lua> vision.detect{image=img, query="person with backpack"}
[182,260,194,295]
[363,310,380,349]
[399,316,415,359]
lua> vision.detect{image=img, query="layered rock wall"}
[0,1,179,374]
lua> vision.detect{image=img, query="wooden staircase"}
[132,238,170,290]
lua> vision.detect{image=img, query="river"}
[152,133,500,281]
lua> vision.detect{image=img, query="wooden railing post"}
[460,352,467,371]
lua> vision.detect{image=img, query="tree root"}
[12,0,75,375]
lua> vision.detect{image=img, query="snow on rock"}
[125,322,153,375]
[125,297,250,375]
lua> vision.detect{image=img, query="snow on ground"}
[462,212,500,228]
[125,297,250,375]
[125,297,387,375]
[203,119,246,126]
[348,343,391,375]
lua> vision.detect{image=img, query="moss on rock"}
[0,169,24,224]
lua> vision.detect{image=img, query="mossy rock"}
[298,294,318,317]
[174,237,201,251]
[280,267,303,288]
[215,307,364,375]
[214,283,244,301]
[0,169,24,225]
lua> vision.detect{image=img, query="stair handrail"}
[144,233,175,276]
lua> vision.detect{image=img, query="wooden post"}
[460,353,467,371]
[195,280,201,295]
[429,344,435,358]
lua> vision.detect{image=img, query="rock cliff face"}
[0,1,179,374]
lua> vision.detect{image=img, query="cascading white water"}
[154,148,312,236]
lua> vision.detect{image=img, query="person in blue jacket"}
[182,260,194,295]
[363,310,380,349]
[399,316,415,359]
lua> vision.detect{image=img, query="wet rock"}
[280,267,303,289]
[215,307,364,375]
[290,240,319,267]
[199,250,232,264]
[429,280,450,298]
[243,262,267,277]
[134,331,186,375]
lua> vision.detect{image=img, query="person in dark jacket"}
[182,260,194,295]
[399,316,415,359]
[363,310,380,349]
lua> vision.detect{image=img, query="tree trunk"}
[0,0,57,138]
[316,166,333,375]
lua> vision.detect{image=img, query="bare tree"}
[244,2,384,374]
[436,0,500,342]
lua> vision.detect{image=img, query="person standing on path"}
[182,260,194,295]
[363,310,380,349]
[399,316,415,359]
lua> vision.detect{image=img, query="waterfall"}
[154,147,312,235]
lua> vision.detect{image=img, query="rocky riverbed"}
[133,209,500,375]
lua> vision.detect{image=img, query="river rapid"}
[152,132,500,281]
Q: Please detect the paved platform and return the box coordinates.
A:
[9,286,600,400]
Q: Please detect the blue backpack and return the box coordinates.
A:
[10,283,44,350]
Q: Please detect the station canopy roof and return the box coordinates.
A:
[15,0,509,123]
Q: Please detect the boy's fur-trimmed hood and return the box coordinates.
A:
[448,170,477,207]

----------

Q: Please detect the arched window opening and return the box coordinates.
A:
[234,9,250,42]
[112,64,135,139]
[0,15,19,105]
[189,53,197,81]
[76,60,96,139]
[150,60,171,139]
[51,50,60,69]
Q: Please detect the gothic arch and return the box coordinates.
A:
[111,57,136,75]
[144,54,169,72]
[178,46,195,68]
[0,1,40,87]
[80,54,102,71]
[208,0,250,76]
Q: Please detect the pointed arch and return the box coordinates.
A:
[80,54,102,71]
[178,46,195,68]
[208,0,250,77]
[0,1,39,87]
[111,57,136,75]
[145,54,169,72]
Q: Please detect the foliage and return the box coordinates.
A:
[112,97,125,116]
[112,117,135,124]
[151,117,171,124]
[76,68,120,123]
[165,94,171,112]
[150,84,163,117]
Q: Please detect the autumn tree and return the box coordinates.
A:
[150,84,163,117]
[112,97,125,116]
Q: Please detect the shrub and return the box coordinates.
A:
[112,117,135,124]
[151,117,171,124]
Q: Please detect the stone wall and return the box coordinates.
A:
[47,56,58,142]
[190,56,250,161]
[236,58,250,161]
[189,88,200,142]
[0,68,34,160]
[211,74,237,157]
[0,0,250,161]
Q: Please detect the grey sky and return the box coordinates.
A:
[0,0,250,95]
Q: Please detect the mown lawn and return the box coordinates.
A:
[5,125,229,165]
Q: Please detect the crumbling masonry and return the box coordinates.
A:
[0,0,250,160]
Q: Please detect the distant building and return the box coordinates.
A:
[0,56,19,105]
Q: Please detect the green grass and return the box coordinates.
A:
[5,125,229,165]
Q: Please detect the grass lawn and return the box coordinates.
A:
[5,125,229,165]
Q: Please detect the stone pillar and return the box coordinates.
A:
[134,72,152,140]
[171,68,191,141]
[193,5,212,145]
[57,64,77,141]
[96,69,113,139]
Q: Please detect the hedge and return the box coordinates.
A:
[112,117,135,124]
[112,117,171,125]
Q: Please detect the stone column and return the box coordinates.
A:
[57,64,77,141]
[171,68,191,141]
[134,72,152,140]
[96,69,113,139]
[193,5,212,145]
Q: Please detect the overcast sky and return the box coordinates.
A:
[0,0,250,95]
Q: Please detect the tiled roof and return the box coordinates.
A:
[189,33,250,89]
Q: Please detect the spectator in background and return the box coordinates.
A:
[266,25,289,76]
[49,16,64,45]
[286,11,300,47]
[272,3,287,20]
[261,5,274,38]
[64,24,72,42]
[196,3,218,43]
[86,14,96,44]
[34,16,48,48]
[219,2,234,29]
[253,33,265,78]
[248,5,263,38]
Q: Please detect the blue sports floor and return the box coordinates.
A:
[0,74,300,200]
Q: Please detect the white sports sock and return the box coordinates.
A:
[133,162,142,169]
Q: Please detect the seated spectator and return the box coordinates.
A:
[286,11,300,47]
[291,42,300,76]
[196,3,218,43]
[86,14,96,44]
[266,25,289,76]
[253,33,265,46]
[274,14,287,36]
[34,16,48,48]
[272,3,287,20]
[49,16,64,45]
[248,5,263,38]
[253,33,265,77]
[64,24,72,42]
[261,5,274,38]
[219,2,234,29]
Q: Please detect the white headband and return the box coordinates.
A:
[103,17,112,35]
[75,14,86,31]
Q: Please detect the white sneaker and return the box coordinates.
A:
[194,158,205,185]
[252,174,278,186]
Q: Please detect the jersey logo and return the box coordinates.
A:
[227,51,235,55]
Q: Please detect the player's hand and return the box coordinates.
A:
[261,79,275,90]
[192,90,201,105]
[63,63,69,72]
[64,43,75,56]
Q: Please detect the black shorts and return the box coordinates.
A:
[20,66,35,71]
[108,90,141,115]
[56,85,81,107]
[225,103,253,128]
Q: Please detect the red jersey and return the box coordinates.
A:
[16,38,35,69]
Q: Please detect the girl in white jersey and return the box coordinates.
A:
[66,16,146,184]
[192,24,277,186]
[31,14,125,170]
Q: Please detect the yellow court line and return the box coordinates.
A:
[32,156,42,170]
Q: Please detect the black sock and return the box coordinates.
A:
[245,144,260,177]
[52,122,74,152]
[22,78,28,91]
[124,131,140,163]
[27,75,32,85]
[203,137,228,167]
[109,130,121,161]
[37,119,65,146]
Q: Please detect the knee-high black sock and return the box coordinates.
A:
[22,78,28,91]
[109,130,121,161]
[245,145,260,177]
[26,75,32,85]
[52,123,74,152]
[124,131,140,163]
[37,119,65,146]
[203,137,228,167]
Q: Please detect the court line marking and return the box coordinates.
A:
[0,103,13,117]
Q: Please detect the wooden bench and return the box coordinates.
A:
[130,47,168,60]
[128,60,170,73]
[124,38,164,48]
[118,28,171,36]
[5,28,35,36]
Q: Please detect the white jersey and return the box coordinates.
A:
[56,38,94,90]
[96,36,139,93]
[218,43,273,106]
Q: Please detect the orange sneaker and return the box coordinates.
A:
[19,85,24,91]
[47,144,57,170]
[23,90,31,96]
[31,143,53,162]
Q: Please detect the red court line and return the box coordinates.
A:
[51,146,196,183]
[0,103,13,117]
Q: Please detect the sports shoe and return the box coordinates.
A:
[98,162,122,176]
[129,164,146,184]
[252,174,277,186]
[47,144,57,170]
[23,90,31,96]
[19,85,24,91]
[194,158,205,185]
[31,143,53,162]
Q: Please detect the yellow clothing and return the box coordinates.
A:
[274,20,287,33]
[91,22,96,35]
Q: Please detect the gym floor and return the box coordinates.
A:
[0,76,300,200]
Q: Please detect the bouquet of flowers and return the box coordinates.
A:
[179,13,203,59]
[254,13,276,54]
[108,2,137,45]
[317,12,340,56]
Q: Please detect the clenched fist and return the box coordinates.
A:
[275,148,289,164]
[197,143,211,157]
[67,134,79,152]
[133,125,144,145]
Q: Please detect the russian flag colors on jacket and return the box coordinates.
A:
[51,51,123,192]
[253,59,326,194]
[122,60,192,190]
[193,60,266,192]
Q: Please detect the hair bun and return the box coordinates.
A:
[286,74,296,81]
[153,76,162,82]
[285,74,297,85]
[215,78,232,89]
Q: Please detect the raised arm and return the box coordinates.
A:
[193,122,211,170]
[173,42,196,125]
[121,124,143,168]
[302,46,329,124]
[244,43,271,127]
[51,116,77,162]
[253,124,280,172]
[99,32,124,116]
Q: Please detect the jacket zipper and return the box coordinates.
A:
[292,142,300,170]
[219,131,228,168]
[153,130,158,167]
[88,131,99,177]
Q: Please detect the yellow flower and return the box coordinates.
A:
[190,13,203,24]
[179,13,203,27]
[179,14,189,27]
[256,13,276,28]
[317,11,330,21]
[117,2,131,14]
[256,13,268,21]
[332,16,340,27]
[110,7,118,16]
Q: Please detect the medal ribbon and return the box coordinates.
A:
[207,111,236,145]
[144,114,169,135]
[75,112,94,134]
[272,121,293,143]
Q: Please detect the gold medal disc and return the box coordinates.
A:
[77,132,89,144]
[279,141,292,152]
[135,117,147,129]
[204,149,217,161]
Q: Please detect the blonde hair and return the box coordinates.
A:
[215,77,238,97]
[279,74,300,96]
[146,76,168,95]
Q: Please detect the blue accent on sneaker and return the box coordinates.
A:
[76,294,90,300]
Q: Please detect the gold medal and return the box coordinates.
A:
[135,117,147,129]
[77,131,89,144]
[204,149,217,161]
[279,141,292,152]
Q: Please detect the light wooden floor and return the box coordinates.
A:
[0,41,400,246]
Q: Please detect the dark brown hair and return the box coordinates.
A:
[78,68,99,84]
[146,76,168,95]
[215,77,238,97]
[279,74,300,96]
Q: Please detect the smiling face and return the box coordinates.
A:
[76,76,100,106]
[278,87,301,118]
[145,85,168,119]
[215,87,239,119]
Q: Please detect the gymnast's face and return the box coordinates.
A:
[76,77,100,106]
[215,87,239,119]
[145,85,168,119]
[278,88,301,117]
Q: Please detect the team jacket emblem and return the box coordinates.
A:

----------

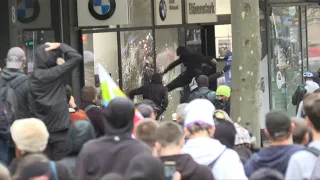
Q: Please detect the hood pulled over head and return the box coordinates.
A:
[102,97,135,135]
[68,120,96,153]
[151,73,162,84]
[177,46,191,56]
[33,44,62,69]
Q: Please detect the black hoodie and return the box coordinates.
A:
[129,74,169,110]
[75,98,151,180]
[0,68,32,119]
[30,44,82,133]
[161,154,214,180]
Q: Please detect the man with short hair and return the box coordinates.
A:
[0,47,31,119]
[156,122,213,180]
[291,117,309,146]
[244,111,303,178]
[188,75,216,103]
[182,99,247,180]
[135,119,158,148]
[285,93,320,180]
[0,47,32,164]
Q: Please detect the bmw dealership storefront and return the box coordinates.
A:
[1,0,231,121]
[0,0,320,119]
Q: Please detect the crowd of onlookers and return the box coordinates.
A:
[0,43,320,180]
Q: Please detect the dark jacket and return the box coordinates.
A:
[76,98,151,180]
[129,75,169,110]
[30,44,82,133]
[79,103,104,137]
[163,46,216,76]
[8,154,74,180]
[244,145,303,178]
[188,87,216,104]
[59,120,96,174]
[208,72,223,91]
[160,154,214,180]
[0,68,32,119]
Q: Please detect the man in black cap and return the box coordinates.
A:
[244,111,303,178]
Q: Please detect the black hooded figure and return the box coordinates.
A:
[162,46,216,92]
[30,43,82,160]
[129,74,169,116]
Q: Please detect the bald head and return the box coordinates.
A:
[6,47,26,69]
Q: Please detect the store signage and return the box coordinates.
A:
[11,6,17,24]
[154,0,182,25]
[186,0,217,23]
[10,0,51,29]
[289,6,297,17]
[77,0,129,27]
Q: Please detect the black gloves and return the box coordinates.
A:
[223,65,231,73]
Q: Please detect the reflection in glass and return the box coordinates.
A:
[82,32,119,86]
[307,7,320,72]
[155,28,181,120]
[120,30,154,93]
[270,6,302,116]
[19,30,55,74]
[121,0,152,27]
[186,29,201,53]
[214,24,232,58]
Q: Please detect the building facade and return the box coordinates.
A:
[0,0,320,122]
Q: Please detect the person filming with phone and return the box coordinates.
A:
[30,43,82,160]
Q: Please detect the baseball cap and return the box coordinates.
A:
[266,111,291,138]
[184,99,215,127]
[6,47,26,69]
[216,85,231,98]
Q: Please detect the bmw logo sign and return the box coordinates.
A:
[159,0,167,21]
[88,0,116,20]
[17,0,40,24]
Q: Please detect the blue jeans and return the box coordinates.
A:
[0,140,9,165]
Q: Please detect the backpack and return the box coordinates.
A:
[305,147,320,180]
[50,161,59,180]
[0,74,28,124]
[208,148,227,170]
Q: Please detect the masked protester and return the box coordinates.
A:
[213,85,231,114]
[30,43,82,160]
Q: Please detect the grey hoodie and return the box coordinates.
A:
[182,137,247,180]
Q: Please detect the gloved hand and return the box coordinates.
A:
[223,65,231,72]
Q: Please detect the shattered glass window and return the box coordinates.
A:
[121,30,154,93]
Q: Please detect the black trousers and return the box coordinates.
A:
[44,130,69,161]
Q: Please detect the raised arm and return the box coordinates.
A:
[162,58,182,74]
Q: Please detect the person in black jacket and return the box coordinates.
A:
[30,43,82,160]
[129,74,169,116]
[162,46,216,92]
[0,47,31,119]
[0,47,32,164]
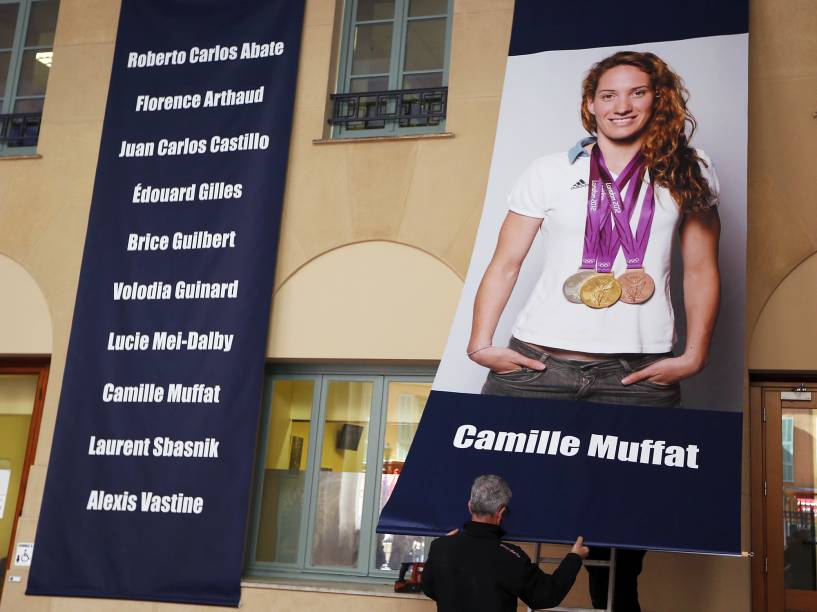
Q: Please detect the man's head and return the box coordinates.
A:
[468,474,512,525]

----------

■ Exercise requirements
Please output the items verbatim, starting with the line that contains "Q: Please detect the bmw logo" and going on through the line that contains "[223,65,231,72]".

■ Answer
Q: Please detect the bmw logo sign and return the box coordinates.
A:
[159,0,167,21]
[88,0,116,20]
[17,0,40,24]
Q: Please detect the blue jeans and return the box coordinates.
A:
[0,140,9,165]
Q: Please detect the backpack and return the box coordinates.
A:
[305,147,320,180]
[50,161,59,180]
[0,74,28,124]
[208,148,227,170]
Q: Please detect the masked protester and return the box coordinates.
A:
[213,85,231,114]
[30,43,82,160]
Q: Please detect the grey hoodie and return the box coordinates.
A:
[182,137,247,180]
Q: Please detect the gloved hand and return the box coordinates.
A:
[223,65,231,72]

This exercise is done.